● Extracted text
Re: [Haskell-cafe] Re: FASTER primes

9 Jan 2010


      Am Samstag 09 Januar 2010 08:04:20 schrieb Will Ness:
...
Daniel Fischer  writes:
...
Am Freitag 08 Januar 2010 19:45:47 schrieb Will Ness:
...
Daniel Fischer  writes:
It's not tail-recursive, the recursive call is inside a celebrate.
It is (spMerge that is).
No.
"In computer science, tail recursion (or tail-end recursion) is a special 
case of recursion in which the last operation of the function, the tail 
call, is a recursive call."

The last operation of spMerge is a call to celebrate or the pair 
constructor (be that P or (,)). Doesn't matter, though, as for lazy 
languages, tail recursion isn't very important.
...
It calls tail-recursive celebrate in a tail
position. What you've done, is to eliminate the outstanding context, by
moving it inward. Your detailed explanation is more clear than that. :)
BTW when I run VIP code it is consistently slower than using just pairs,
I can't reproduce that. Ceteris paribus, I get the exact same allocation 
and GC figures whether I use People or (,), running times identical enough 
(difference between People and (,) is smaller than the difference between 
runs of the same; the difference between the fastest and the slowest run of 
the two is less than 0.5%). I think it must be the other changes you made.
...
modified with wheel and feeder and all. So what's needed is to
re-implement your approach for pairs:
mergeSP (a,b) ~(c,d) = let (bc,bd) = spMerge b c d
                           in (a ++ bc, bd)
     where
      spMerge u [] d = ([], merge u d)

● Short problem 1
Pull out every line of the records that contains the string "boat" and copy each one. Matching is case-sensitive.
The mailing-list thread and the records are unrelated to each other.

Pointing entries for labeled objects

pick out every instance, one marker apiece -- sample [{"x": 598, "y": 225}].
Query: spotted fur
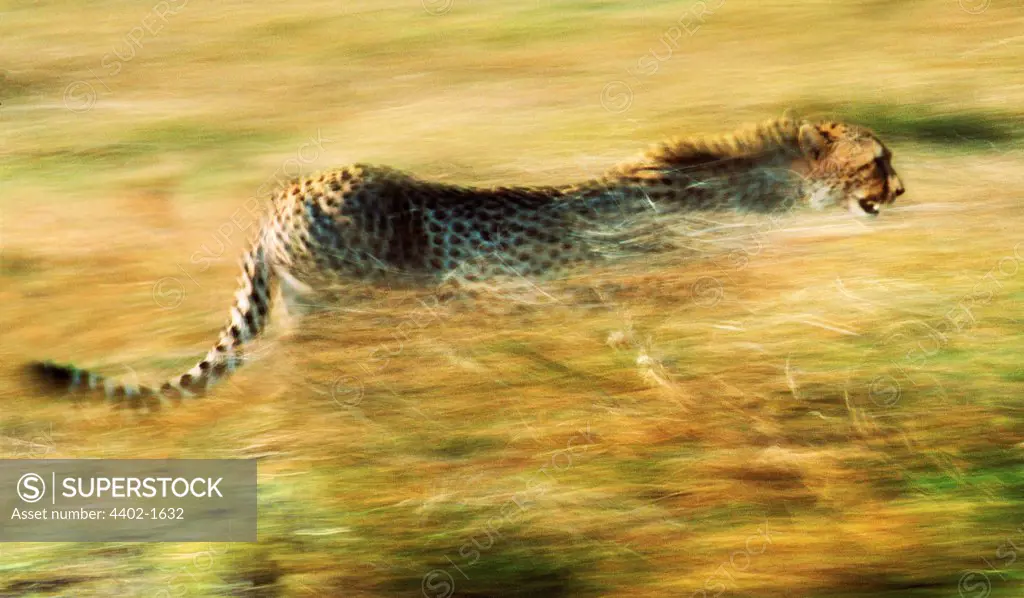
[{"x": 375, "y": 223}]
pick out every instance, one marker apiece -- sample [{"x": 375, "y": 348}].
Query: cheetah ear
[{"x": 812, "y": 142}]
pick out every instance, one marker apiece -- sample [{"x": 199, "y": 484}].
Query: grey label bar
[{"x": 100, "y": 500}]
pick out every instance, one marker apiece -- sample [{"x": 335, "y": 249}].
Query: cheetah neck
[
  {"x": 756, "y": 169},
  {"x": 766, "y": 182}
]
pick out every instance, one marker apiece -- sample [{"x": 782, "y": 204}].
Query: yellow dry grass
[{"x": 795, "y": 427}]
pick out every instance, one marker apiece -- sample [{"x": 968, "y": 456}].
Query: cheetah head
[{"x": 847, "y": 166}]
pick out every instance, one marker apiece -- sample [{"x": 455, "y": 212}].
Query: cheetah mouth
[{"x": 869, "y": 207}]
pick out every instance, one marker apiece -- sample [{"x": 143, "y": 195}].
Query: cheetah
[{"x": 375, "y": 223}]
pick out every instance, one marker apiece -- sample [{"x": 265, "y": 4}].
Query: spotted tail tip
[{"x": 51, "y": 377}]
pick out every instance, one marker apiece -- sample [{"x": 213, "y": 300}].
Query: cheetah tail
[{"x": 249, "y": 316}]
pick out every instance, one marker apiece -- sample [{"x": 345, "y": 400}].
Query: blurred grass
[{"x": 772, "y": 409}]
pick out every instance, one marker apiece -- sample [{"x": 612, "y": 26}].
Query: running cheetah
[{"x": 375, "y": 223}]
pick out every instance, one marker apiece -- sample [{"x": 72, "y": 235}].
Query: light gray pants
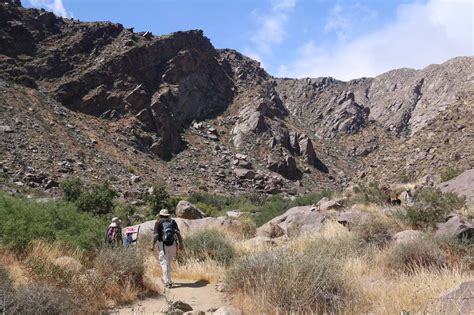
[{"x": 166, "y": 255}]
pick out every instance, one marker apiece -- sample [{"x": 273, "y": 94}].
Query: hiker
[
  {"x": 166, "y": 233},
  {"x": 113, "y": 236}
]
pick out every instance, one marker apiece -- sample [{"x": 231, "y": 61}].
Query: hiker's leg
[
  {"x": 170, "y": 255},
  {"x": 163, "y": 262}
]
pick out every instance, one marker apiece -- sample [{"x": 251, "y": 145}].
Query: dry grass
[
  {"x": 373, "y": 288},
  {"x": 413, "y": 293},
  {"x": 17, "y": 272}
]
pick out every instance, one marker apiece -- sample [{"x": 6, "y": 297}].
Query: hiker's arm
[
  {"x": 155, "y": 235},
  {"x": 180, "y": 239}
]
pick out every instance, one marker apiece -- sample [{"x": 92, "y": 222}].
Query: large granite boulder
[{"x": 457, "y": 227}]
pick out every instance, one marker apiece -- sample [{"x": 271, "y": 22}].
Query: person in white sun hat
[
  {"x": 168, "y": 236},
  {"x": 113, "y": 236}
]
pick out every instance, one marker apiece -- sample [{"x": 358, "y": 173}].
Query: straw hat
[{"x": 164, "y": 213}]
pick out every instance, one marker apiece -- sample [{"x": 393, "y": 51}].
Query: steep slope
[{"x": 98, "y": 101}]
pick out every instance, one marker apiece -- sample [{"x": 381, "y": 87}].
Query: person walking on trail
[
  {"x": 113, "y": 236},
  {"x": 168, "y": 236}
]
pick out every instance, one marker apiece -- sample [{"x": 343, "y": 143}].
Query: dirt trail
[{"x": 201, "y": 295}]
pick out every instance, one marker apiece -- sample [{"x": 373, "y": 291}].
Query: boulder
[
  {"x": 352, "y": 217},
  {"x": 244, "y": 173},
  {"x": 259, "y": 241},
  {"x": 293, "y": 222},
  {"x": 69, "y": 264},
  {"x": 187, "y": 210},
  {"x": 458, "y": 300},
  {"x": 329, "y": 205},
  {"x": 180, "y": 305},
  {"x": 189, "y": 226},
  {"x": 270, "y": 230},
  {"x": 457, "y": 227},
  {"x": 407, "y": 236},
  {"x": 227, "y": 310}
]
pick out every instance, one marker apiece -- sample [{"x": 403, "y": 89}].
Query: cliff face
[{"x": 99, "y": 100}]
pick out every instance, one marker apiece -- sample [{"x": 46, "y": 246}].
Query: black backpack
[{"x": 169, "y": 232}]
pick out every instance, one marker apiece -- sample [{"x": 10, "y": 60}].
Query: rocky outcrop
[
  {"x": 101, "y": 99},
  {"x": 456, "y": 227},
  {"x": 462, "y": 185},
  {"x": 187, "y": 210},
  {"x": 293, "y": 222}
]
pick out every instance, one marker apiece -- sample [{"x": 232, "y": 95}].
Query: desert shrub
[
  {"x": 431, "y": 206},
  {"x": 291, "y": 282},
  {"x": 72, "y": 188},
  {"x": 208, "y": 209},
  {"x": 120, "y": 265},
  {"x": 273, "y": 207},
  {"x": 449, "y": 173},
  {"x": 208, "y": 244},
  {"x": 24, "y": 220},
  {"x": 42, "y": 298},
  {"x": 6, "y": 289},
  {"x": 422, "y": 253},
  {"x": 376, "y": 231},
  {"x": 158, "y": 199},
  {"x": 99, "y": 199}
]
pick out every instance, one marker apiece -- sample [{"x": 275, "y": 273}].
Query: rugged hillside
[{"x": 98, "y": 100}]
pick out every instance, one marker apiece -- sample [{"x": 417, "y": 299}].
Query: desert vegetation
[{"x": 53, "y": 256}]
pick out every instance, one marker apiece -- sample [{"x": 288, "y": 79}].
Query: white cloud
[
  {"x": 55, "y": 6},
  {"x": 422, "y": 33},
  {"x": 271, "y": 27}
]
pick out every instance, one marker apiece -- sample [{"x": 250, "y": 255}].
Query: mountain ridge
[{"x": 173, "y": 109}]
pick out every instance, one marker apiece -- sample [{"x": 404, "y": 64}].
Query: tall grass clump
[
  {"x": 292, "y": 282},
  {"x": 208, "y": 245},
  {"x": 120, "y": 266},
  {"x": 431, "y": 206},
  {"x": 43, "y": 298},
  {"x": 25, "y": 220},
  {"x": 376, "y": 231},
  {"x": 410, "y": 256}
]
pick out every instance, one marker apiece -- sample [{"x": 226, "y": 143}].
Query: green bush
[
  {"x": 273, "y": 207},
  {"x": 99, "y": 199},
  {"x": 208, "y": 244},
  {"x": 291, "y": 282},
  {"x": 120, "y": 265},
  {"x": 431, "y": 206},
  {"x": 421, "y": 253},
  {"x": 42, "y": 298},
  {"x": 24, "y": 220},
  {"x": 72, "y": 188},
  {"x": 6, "y": 289}
]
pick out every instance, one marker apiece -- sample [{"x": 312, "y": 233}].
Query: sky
[{"x": 344, "y": 39}]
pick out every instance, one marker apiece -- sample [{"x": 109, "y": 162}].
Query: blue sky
[{"x": 300, "y": 38}]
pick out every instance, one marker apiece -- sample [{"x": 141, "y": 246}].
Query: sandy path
[{"x": 201, "y": 295}]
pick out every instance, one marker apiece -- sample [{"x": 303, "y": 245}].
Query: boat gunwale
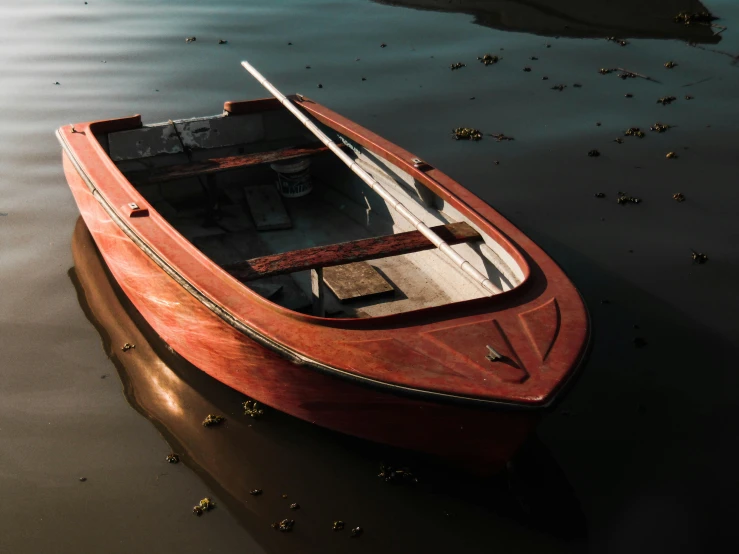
[{"x": 105, "y": 126}]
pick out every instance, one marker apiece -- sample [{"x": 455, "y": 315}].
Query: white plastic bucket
[{"x": 293, "y": 177}]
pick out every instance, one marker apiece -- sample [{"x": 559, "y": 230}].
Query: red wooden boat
[{"x": 321, "y": 301}]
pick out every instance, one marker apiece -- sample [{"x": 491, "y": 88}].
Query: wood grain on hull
[{"x": 479, "y": 439}]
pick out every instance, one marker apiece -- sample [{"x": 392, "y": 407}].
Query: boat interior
[{"x": 263, "y": 198}]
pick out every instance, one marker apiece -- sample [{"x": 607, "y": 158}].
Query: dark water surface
[{"x": 644, "y": 439}]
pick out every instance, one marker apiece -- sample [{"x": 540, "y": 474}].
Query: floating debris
[
  {"x": 286, "y": 525},
  {"x": 205, "y": 505},
  {"x": 624, "y": 198},
  {"x": 699, "y": 18},
  {"x": 488, "y": 59},
  {"x": 660, "y": 127},
  {"x": 212, "y": 420},
  {"x": 393, "y": 475},
  {"x": 500, "y": 137},
  {"x": 466, "y": 133},
  {"x": 618, "y": 41},
  {"x": 699, "y": 257},
  {"x": 252, "y": 408}
]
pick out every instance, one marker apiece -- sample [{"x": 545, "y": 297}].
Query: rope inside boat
[{"x": 437, "y": 241}]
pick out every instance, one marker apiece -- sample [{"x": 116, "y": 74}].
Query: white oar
[{"x": 377, "y": 187}]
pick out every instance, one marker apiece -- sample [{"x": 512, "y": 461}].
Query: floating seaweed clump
[
  {"x": 489, "y": 59},
  {"x": 253, "y": 408},
  {"x": 466, "y": 133},
  {"x": 660, "y": 127},
  {"x": 205, "y": 505},
  {"x": 699, "y": 18},
  {"x": 286, "y": 525},
  {"x": 211, "y": 420}
]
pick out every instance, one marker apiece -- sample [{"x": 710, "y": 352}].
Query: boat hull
[{"x": 479, "y": 438}]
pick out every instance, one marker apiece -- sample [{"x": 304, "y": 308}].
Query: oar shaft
[{"x": 466, "y": 266}]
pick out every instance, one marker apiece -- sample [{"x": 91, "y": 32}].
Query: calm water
[{"x": 642, "y": 440}]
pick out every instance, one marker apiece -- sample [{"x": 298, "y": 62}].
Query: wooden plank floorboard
[{"x": 349, "y": 252}]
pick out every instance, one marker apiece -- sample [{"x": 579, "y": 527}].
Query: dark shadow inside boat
[
  {"x": 280, "y": 212},
  {"x": 332, "y": 476}
]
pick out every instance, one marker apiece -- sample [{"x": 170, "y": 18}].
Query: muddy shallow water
[{"x": 641, "y": 443}]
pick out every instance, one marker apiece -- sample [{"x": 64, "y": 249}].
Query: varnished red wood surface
[
  {"x": 410, "y": 351},
  {"x": 216, "y": 165},
  {"x": 348, "y": 252},
  {"x": 480, "y": 440}
]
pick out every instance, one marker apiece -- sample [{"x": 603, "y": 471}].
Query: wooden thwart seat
[
  {"x": 348, "y": 252},
  {"x": 216, "y": 165}
]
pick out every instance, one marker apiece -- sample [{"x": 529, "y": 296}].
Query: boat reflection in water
[
  {"x": 578, "y": 18},
  {"x": 330, "y": 475}
]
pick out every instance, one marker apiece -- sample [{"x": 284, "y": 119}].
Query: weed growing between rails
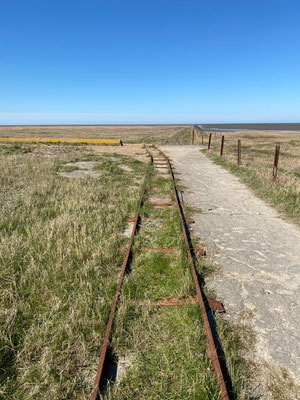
[
  {"x": 163, "y": 348},
  {"x": 61, "y": 248}
]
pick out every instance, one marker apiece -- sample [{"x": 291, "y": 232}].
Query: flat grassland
[
  {"x": 257, "y": 158},
  {"x": 175, "y": 134},
  {"x": 61, "y": 251},
  {"x": 62, "y": 247}
]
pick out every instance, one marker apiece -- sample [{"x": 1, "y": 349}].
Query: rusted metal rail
[
  {"x": 106, "y": 340},
  {"x": 199, "y": 295}
]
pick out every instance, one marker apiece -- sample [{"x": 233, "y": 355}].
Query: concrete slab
[{"x": 257, "y": 252}]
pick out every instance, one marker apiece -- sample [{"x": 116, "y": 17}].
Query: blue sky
[{"x": 157, "y": 61}]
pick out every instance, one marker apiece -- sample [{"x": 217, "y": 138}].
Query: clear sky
[{"x": 158, "y": 61}]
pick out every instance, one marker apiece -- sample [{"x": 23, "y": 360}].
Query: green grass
[{"x": 61, "y": 251}]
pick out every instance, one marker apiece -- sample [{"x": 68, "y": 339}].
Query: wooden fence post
[
  {"x": 276, "y": 159},
  {"x": 222, "y": 145},
  {"x": 209, "y": 141},
  {"x": 239, "y": 151}
]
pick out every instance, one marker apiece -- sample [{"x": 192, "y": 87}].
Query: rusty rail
[
  {"x": 276, "y": 159},
  {"x": 105, "y": 343},
  {"x": 199, "y": 295}
]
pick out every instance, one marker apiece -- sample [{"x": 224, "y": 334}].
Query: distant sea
[{"x": 280, "y": 127}]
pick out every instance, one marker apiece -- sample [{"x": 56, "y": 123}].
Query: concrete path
[{"x": 257, "y": 252}]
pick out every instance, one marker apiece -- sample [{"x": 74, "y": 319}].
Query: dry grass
[
  {"x": 61, "y": 250},
  {"x": 257, "y": 165},
  {"x": 177, "y": 134}
]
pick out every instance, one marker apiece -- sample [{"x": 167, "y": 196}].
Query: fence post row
[
  {"x": 239, "y": 151},
  {"x": 276, "y": 159},
  {"x": 209, "y": 141},
  {"x": 222, "y": 145}
]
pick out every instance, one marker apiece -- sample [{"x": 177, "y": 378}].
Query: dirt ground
[{"x": 257, "y": 255}]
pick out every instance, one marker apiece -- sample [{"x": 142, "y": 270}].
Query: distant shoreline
[{"x": 282, "y": 127}]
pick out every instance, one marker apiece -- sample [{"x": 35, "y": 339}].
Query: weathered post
[
  {"x": 239, "y": 151},
  {"x": 222, "y": 145},
  {"x": 276, "y": 159},
  {"x": 209, "y": 141}
]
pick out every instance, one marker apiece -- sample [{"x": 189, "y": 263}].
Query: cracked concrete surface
[{"x": 258, "y": 255}]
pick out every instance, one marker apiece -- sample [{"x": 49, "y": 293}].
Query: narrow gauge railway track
[{"x": 161, "y": 161}]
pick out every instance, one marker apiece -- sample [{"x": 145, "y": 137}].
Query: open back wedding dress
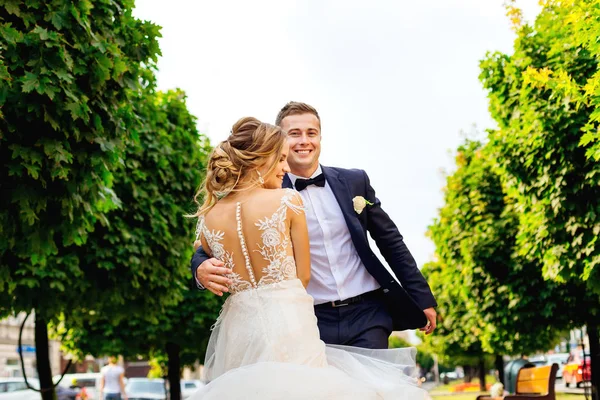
[{"x": 265, "y": 343}]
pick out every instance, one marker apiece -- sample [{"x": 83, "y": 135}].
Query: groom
[{"x": 357, "y": 301}]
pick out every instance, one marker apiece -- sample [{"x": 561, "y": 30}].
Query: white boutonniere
[{"x": 360, "y": 203}]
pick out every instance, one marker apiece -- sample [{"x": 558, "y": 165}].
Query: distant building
[{"x": 10, "y": 365}]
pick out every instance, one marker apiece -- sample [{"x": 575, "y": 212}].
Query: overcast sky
[{"x": 395, "y": 82}]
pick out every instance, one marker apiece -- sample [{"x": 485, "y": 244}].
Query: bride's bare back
[{"x": 261, "y": 237}]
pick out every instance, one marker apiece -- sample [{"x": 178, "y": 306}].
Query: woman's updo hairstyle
[{"x": 233, "y": 163}]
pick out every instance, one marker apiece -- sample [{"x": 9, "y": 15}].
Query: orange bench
[{"x": 532, "y": 383}]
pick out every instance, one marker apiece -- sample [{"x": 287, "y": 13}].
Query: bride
[{"x": 265, "y": 343}]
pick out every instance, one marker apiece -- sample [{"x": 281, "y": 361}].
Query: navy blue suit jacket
[{"x": 405, "y": 302}]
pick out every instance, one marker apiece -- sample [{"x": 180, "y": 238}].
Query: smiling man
[{"x": 357, "y": 301}]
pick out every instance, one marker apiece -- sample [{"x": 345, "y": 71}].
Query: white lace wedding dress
[{"x": 265, "y": 343}]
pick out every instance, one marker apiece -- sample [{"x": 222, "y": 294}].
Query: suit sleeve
[
  {"x": 198, "y": 258},
  {"x": 391, "y": 245}
]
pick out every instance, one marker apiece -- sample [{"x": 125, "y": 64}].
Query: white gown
[{"x": 265, "y": 343}]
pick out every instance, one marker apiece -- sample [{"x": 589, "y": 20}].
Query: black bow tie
[{"x": 318, "y": 180}]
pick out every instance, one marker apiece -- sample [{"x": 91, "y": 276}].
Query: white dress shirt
[{"x": 337, "y": 273}]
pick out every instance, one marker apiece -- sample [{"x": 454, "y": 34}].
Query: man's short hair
[{"x": 296, "y": 108}]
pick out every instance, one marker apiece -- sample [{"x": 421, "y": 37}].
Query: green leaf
[{"x": 30, "y": 82}]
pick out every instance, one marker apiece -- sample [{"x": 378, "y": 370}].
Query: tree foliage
[{"x": 69, "y": 74}]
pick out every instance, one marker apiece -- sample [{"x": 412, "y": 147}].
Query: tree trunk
[
  {"x": 481, "y": 367},
  {"x": 593, "y": 336},
  {"x": 43, "y": 358},
  {"x": 174, "y": 368},
  {"x": 468, "y": 373},
  {"x": 499, "y": 364}
]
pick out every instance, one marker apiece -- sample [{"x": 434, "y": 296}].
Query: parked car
[
  {"x": 16, "y": 389},
  {"x": 560, "y": 359},
  {"x": 90, "y": 382},
  {"x": 189, "y": 387},
  {"x": 549, "y": 359},
  {"x": 578, "y": 370},
  {"x": 146, "y": 389}
]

● Short problem 2
Transcribe word for word the part of the mailing-list thread starting with "modified with wheel" and going on through "(a ++ bc, bd)".

● Expected output 1
Query: boat gunwale
Query: red wooden boat
Query: boat interior
Query: rope inside boat
Query: boat hull
Query: dark shadow inside boat
Query: boat reflection in water

● Expected output 2
modified with wheel and feeder and all. So what's needed is to
re-implement your approach for pairs:
mergeSP (a,b) ~(c,d) = let (bc,bd) = spMerge b c d
                           in (a ++ bc, bd)